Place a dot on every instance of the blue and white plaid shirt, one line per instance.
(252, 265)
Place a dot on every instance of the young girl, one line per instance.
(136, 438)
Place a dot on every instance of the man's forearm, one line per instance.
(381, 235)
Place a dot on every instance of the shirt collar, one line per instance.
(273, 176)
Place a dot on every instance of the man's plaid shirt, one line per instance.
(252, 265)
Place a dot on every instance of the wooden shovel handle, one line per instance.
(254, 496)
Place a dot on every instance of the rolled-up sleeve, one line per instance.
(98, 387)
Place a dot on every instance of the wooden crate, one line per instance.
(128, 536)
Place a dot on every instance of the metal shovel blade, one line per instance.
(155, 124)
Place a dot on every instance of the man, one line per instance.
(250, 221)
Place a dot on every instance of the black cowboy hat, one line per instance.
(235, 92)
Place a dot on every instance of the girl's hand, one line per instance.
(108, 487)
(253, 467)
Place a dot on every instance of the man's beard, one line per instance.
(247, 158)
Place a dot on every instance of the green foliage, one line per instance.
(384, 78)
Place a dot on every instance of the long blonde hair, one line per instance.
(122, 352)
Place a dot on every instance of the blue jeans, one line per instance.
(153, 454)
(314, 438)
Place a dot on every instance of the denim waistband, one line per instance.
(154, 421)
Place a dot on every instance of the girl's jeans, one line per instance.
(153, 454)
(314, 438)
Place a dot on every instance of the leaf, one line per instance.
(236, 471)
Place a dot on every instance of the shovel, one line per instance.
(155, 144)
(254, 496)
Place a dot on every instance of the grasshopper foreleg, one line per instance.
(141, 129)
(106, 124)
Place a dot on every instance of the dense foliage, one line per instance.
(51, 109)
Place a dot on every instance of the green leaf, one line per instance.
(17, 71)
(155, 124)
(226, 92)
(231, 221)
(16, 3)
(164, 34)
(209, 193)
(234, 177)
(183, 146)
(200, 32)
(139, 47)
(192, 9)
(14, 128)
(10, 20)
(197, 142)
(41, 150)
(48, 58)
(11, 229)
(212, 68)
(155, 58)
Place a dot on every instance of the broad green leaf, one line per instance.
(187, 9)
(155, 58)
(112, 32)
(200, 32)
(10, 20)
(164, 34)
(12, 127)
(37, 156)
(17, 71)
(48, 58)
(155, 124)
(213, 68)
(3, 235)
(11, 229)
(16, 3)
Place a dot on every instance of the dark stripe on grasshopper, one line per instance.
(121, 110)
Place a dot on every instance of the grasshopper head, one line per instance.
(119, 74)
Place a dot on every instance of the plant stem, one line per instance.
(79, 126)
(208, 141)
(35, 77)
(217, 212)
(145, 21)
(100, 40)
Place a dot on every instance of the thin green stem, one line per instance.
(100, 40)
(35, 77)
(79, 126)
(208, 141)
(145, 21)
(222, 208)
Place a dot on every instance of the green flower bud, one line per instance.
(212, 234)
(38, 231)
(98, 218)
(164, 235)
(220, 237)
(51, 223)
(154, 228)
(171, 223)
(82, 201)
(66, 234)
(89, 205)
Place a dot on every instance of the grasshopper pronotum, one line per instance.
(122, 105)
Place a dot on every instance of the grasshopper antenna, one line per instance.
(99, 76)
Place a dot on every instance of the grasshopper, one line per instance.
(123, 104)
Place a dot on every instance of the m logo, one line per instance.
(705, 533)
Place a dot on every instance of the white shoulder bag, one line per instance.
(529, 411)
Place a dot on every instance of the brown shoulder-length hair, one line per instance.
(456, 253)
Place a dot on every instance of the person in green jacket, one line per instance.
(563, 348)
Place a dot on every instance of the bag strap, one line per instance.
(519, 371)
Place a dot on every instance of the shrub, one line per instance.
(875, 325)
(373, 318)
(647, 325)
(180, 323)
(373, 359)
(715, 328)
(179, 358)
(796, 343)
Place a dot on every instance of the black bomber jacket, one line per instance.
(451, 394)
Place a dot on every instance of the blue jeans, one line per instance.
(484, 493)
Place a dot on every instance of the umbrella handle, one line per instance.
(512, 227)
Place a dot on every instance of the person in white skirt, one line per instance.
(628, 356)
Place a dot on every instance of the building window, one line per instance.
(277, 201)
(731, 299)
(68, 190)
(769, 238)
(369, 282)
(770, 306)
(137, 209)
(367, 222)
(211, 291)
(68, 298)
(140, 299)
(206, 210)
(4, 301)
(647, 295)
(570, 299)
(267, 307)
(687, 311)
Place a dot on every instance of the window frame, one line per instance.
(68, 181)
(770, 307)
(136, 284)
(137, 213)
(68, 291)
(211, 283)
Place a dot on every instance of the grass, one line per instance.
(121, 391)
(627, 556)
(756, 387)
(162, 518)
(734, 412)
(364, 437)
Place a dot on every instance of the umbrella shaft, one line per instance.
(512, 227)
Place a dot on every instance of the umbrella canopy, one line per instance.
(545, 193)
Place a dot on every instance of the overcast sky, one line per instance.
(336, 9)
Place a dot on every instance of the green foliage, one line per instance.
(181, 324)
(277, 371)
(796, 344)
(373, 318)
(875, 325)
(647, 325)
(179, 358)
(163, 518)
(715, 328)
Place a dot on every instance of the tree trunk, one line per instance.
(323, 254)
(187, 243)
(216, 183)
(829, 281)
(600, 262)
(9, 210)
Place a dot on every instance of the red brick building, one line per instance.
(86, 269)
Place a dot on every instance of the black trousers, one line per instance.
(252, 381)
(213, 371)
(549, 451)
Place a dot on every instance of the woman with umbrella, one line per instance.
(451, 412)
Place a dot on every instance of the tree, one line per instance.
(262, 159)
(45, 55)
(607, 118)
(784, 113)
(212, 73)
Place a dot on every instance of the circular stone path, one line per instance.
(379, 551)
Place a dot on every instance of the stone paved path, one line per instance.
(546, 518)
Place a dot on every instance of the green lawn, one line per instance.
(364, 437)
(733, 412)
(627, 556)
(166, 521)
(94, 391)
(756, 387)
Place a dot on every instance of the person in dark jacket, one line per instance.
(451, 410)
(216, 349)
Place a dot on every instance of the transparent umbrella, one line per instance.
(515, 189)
◆ ◆ ◆ ◆ ◆
Try it
Your task is to quote the listing above word for word.

Solution for this exercise
Place a dot on every instance of the blue and white plaid shirt, one line per instance.
(252, 265)
Place a dot on every instance of the young girl, one line per instance.
(136, 438)
Place a dot on every instance of the man's forearm, one line per instance.
(381, 235)
Place a dot on every instance of the shirt collar, one line per instance.
(273, 176)
Place a dot on every instance of the man's plaid shirt, one line per instance.
(252, 265)
Place a dot on every instance of the wooden shovel handle, one line per instance.
(254, 496)
Place a dot on every instance of the rolled-up sleeve, one line per instance.
(98, 387)
Place a dot on every instance of the wooden crate, one line per instance.
(128, 536)
Place a dot on every instance of the metal shovel blade, one line per instance.
(155, 124)
Place a dot on every instance of the man, one line per instance.
(250, 221)
Place a dot on every instance of the black cowboy hat, one line per instance.
(235, 92)
Place a dot on every instance of the girl's hand, one line per instance.
(108, 487)
(253, 467)
Place a dot on every instance of the man's beard, one line per instance.
(247, 158)
Place a dot on every instance of the green foliage, one line per instance.
(384, 78)
Place a dot on every instance of the long blonde hair, one line per instance.
(122, 352)
Place a dot on every instance of the blue jeans, one line per instance.
(153, 454)
(314, 438)
Place a dot on every instance of the denim waistband, one line per instance.
(154, 421)
Place a dot on every instance of the girl's jeans, one line per instance.
(153, 454)
(314, 438)
Place a dot on every instance of the leaf, one line per instance.
(236, 471)
Place a dot on every instance of the shovel, one line per instance.
(155, 144)
(254, 496)
Place a dot on every instance of the grasshopper foreleg, one line per instance.
(141, 129)
(106, 124)
Place a dot on every instance of the dense foliage, one line per instance.
(51, 109)
Place a dot on every instance of the green leaf, one line per instance.
(17, 71)
(155, 124)
(226, 92)
(231, 221)
(16, 3)
(164, 34)
(209, 193)
(234, 177)
(183, 146)
(200, 32)
(139, 47)
(192, 9)
(14, 128)
(10, 20)
(197, 142)
(41, 150)
(48, 58)
(11, 229)
(212, 68)
(155, 58)
Place a dot on every instance of the broad green leaf, one line per instance.
(187, 9)
(155, 58)
(112, 32)
(200, 32)
(10, 20)
(164, 34)
(12, 127)
(37, 156)
(17, 71)
(48, 58)
(155, 124)
(213, 68)
(3, 235)
(11, 229)
(16, 3)
Place a dot on every instance of the dark stripe on grasshopper, one line per instance.
(121, 110)
Place a dot on every instance of the grasshopper head, one line per instance.
(119, 74)
Place a dot on every instance of the plant stem, one line per instance.
(79, 126)
(208, 141)
(35, 77)
(217, 212)
(145, 21)
(100, 40)
Place a dot on every instance of the thin green stem, one line per instance.
(100, 40)
(35, 77)
(79, 126)
(208, 141)
(145, 21)
(222, 208)
Place a dot on every instance of the green flower bud, one line per instance.
(212, 234)
(38, 231)
(98, 218)
(164, 235)
(220, 237)
(51, 223)
(154, 228)
(171, 223)
(82, 201)
(66, 234)
(89, 205)
Place a dot on every instance of the grasshopper pronotum, one line per instance.
(122, 105)
Place a dot on every instance of the grasshopper antenna, one line per instance.
(99, 76)
Place a dot on every instance of the grasshopper, one line per instance.
(123, 104)
Place a dot on every instance of the m logo, one line per instance.
(705, 533)
Place a dot on every instance of the white shoulder bag, one line per instance.
(529, 411)
Place a dot on every instance of the brown shoulder-length hair, one line per instance.
(456, 253)
Place a dot on every instance of the person in green jacket, one line per instance.
(563, 348)
Place a dot on every instance of the bag strap, one line per instance.
(519, 371)
Place a dot on every instance of the shrub, one line per instance.
(875, 325)
(373, 318)
(647, 325)
(180, 323)
(373, 359)
(715, 328)
(179, 358)
(796, 343)
Place a dot on every instance of the black bomber jacket, one line per instance.
(451, 394)
Place a dot on every instance of the blue jeans, one line per instance.
(484, 493)
Place a dot on every instance of the umbrella handle, one line per instance.
(512, 227)
Place a dot on every instance of the person in white skirt, one line per instance.
(628, 356)
Place a dot on every instance of the building window, one line per instance.
(277, 201)
(731, 299)
(68, 190)
(769, 238)
(369, 282)
(770, 306)
(137, 209)
(367, 222)
(211, 291)
(68, 298)
(140, 299)
(206, 210)
(4, 301)
(647, 295)
(570, 299)
(267, 307)
(687, 311)
Place a dot on every instance of the window frame, one line per instance.
(68, 181)
(770, 307)
(136, 284)
(137, 213)
(68, 291)
(211, 283)
Place a dot on every instance of the grass, one line per instance.
(121, 391)
(627, 556)
(756, 387)
(162, 518)
(734, 412)
(364, 437)
Place a dot on every instance of the umbrella shaft, one line per instance.
(512, 227)
Place a dot on every instance of the umbrella canopy, one line per instance.
(545, 193)
Place a dot on every instance of the overcast sky, one line per instance.
(336, 9)
Place a dot on every instance of the green foliage, one line per instance.
(181, 324)
(277, 371)
(796, 344)
(373, 318)
(875, 325)
(647, 325)
(179, 358)
(163, 518)
(715, 328)
Place a dot on every instance of the tree trunk, one line per instance.
(323, 254)
(187, 243)
(216, 183)
(829, 281)
(600, 262)
(9, 210)
Place a dot on every instance of the red brick building, one line per instance.
(86, 269)
Place a dot on every instance of the black trousers, one line per instance.
(252, 381)
(213, 371)
(549, 451)
Place a dot on every instance of the woman with umbrella, one line per instance.
(451, 412)
Place a dot on every instance of the tree, one line per instance.
(262, 159)
(45, 55)
(607, 118)
(784, 113)
(212, 73)
Place a dot on every instance of the circular stone path, one line per instance.
(379, 551)
Place a dot on every instance of the stone paved path, one line per instance.
(546, 518)
Place a dot on every instance of the green lawn, one line per instance.
(364, 437)
(733, 412)
(627, 556)
(166, 521)
(94, 391)
(756, 387)
Place a dot on every instance of the person in dark jacket, one line per instance.
(451, 410)
(216, 349)
Place a dot on every instance of the transparent umbrella, one line per instance.
(515, 189)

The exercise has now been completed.